Waterloo Region is renowned for its vibrant agricultural and farming communities that are both urban and dotted generously throughout our four beautiful townships: Wellesley, Woolwich, Wilmot and North Dumfries.

Fresh produce and meats and other food products make their way into restaurants, stores and specialty retailers in Cambridge, Kitchener and Waterloo – but you can also explore the highways and byways of the Region and discover for yourself a bounty of hidden treasures. As you drive, they announce themselves suddenly on charming no-nonsense hand-painted signs: farm-fresh eggs, duck (and duck eggs), maple syrup, asparagus, fresh flowers, corn and just about everything else you might want to find on your supper table.

Become familiar with roads like Carmel Koch, William Hastings Road, Hessen Strasse Road, Ament Line and New Jerusalem Road, and you will find farmgate sales and the unique and quaint honour boxes (see our map for both) where you can purchase the freshest and best-tasting local produce and at very reasonable prices: that’s because you are buying directly from the producer – the farmers who grew the crops and raised the livestock – and there are no “middlemen” in the transaction.

Out of dozens of possibilities, here are three farm gate locations to add to your Summer Road Trip itinerary (when possible, please check with individual venues for hours of opening and produce availability).

Remember, with Waterloo Region farmers, seasonal rules the roost!

3 Road Trip Worthy Farm Gates to Check Out

Eby Manor Milk
ebymanor.ca
519-664-2560

A generational farm producing Golden Guernsey milk and other dairy products starts with the beautiful bovine at Eby Manor Milk located between St. Jacobs and Conestogo. It’s a milk that great for baristas, because it froths so well, and for people with lactose intolerance. “It has higher Omega-3 and beta-carotene,” says farmer Jim Eby. “The milk is also A2 beta-casein, which is non-reactive to people sensitive to casein.” But you’ll come to see that Eby Manor milk has a unique and delicious flavour too.

What you need to do ::
1. According to the Waterloo Region text, where is Eby Manor Milk located?
2. Reproduce the portion of the Waterloo Region text that opens with the words "A generational farm" and closes with "delicious flavour too.".
The items are separate material, unconnected to the Waterloo Region text.

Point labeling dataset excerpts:
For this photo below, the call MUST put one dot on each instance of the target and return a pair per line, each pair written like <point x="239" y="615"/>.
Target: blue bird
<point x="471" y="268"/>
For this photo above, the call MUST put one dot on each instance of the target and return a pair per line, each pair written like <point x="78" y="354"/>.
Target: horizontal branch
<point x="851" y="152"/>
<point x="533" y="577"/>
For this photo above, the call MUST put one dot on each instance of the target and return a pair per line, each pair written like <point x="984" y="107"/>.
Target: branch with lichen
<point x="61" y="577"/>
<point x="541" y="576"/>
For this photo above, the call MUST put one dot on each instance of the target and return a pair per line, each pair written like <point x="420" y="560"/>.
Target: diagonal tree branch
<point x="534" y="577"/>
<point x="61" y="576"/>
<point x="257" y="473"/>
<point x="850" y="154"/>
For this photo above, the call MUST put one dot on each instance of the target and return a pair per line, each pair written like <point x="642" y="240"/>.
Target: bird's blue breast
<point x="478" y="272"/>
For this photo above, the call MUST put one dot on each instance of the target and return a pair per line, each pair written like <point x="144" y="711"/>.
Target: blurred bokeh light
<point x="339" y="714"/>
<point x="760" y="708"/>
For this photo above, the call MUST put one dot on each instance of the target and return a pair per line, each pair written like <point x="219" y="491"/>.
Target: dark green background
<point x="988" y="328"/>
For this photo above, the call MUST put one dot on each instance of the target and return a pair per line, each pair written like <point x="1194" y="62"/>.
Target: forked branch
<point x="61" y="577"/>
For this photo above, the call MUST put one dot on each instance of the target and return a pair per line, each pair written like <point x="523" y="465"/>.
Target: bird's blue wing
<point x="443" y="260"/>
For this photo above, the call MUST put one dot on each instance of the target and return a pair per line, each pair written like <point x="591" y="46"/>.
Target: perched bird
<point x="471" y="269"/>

Answers for the tasks ::
1. Between St. Jacobs and Conestogo.

2.
A generational farm producing Golden Guernsey milk and other dairy products starts with the beautiful bovine at Eby Manor Milk located between St. Jacobs and Conestogo. It’s a milk that great for baristas, because it froths so well, and for people with lactose intolerance. “It has higher Omega-3 and beta-carotene,” says farmer Jim Eby. “The milk is also A2 beta-casein, which is non-reactive to people sensitive to casein.” But you’ll come to see that Eby Manor milk has a unique and delicious flavour too.